## DO THIS
Print each line exactly as it is given.

================

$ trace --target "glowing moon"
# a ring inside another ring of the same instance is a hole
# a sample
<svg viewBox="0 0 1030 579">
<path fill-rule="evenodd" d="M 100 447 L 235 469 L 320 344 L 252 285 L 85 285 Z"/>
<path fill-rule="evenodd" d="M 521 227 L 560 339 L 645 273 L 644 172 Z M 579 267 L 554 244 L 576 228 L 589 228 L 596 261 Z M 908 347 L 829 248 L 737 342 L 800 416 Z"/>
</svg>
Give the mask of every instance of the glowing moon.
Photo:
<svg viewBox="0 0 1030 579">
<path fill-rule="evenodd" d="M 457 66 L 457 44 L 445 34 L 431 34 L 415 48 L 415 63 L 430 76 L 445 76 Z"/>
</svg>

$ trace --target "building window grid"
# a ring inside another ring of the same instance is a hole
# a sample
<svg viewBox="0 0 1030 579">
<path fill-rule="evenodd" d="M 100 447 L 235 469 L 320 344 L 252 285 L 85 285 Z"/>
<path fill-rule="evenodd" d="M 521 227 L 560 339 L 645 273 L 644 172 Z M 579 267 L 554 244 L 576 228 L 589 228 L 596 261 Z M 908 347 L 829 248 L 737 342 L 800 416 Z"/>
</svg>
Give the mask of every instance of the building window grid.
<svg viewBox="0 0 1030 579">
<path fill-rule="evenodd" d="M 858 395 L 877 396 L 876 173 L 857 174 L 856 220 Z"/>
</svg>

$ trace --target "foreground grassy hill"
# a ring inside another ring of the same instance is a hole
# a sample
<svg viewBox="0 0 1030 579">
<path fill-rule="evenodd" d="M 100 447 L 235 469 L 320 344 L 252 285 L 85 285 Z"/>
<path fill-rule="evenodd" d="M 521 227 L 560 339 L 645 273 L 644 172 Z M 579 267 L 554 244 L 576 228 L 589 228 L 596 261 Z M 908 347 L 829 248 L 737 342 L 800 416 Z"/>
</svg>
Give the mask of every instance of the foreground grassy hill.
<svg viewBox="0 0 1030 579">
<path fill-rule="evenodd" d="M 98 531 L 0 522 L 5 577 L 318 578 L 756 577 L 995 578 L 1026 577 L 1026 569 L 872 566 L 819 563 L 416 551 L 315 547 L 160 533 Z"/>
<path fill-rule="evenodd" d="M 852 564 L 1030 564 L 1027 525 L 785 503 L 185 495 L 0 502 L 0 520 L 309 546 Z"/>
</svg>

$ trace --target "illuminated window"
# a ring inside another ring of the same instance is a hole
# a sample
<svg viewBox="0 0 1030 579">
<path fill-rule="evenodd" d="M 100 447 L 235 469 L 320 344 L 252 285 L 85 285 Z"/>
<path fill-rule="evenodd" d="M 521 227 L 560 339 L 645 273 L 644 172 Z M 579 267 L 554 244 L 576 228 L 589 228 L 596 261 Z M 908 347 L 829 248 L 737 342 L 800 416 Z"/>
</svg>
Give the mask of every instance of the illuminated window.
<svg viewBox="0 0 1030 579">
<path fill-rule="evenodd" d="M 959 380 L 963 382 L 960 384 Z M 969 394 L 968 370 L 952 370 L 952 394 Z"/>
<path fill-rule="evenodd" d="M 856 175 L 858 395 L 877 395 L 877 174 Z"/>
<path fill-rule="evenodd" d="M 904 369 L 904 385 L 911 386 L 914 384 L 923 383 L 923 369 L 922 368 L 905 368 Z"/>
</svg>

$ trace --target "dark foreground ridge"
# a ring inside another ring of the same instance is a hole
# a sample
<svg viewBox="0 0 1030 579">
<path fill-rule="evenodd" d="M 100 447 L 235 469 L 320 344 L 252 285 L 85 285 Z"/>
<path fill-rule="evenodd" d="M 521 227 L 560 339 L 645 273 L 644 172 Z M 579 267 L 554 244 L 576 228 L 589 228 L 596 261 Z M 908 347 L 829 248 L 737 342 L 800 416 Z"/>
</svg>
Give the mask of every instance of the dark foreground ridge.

================

## ANSWER FOR THIS EXERCISE
$ trace --target "glowing moon"
# a ring inside another ring of the same instance is a hole
# a sample
<svg viewBox="0 0 1030 579">
<path fill-rule="evenodd" d="M 100 447 L 235 469 L 320 344 L 252 285 L 85 285 Z"/>
<path fill-rule="evenodd" d="M 521 227 L 560 339 L 645 273 L 644 172 Z M 579 267 L 554 244 L 576 228 L 589 228 L 596 261 Z M 908 347 L 829 248 L 737 342 L 800 416 Z"/>
</svg>
Give the mask of every instance of the glowing moon.
Photo:
<svg viewBox="0 0 1030 579">
<path fill-rule="evenodd" d="M 457 66 L 457 44 L 445 34 L 431 34 L 415 48 L 415 63 L 430 76 L 445 76 Z"/>
</svg>

$ trace --target "building window grid"
# a ring inside another ring of the same instance is a hole
# a sample
<svg viewBox="0 0 1030 579">
<path fill-rule="evenodd" d="M 100 447 L 235 469 L 320 344 L 252 285 L 85 285 Z"/>
<path fill-rule="evenodd" d="M 521 227 L 560 339 L 645 273 L 644 172 Z M 579 267 L 554 244 L 576 228 L 589 228 L 596 261 Z M 908 347 L 829 248 L 737 342 L 800 416 Z"/>
</svg>
Give the mask of every instance of the building window grid.
<svg viewBox="0 0 1030 579">
<path fill-rule="evenodd" d="M 858 395 L 877 396 L 876 173 L 857 174 L 856 220 Z"/>
</svg>

$ trace --target "foreground grassy hill"
# a ring inside another ring of the same instance is a hole
# a sample
<svg viewBox="0 0 1030 579">
<path fill-rule="evenodd" d="M 100 447 L 235 469 L 320 344 L 252 285 L 85 285 Z"/>
<path fill-rule="evenodd" d="M 521 227 L 560 339 L 645 273 L 644 172 Z M 579 267 L 554 244 L 576 228 L 589 228 L 596 261 Z M 908 347 L 829 248 L 737 342 L 800 416 Z"/>
</svg>
Give the mask of every instance of the foreground grassy hill.
<svg viewBox="0 0 1030 579">
<path fill-rule="evenodd" d="M 98 531 L 0 522 L 5 577 L 318 578 L 756 577 L 995 578 L 1026 577 L 1026 569 L 872 566 L 819 563 L 416 551 L 315 547 L 160 533 Z"/>
<path fill-rule="evenodd" d="M 852 564 L 1030 564 L 1027 525 L 785 503 L 185 495 L 0 502 L 0 520 L 309 546 Z"/>
</svg>

$ trace --target "illuminated window"
# a ring inside another ring of the same instance is a hole
# a sample
<svg viewBox="0 0 1030 579">
<path fill-rule="evenodd" d="M 100 447 L 235 469 L 320 344 L 252 285 L 85 285 Z"/>
<path fill-rule="evenodd" d="M 521 227 L 560 339 L 645 273 L 644 172 Z M 579 267 L 554 244 L 576 228 L 589 228 L 596 261 Z M 908 347 L 829 248 L 737 342 L 800 416 Z"/>
</svg>
Give the mask of every instance of the illuminated window.
<svg viewBox="0 0 1030 579">
<path fill-rule="evenodd" d="M 959 380 L 963 382 L 960 384 Z M 969 394 L 968 370 L 952 370 L 952 394 Z"/>
<path fill-rule="evenodd" d="M 856 175 L 858 395 L 877 395 L 877 174 Z"/>
<path fill-rule="evenodd" d="M 904 369 L 904 385 L 911 386 L 914 384 L 923 383 L 923 369 L 922 368 L 905 368 Z"/>
</svg>

$ trace --target "dark foreground ridge"
# a ring inside another ring of the same instance is a hole
# a sample
<svg viewBox="0 0 1030 579">
<path fill-rule="evenodd" d="M 100 447 L 235 469 L 320 344 L 252 285 L 85 285 Z"/>
<path fill-rule="evenodd" d="M 521 227 L 560 339 L 645 273 L 644 172 Z M 579 267 L 554 244 L 576 228 L 589 228 L 596 261 Z M 908 347 L 829 248 L 737 342 L 800 416 Z"/>
</svg>
Give the mask of every instance of the dark foreground ridge.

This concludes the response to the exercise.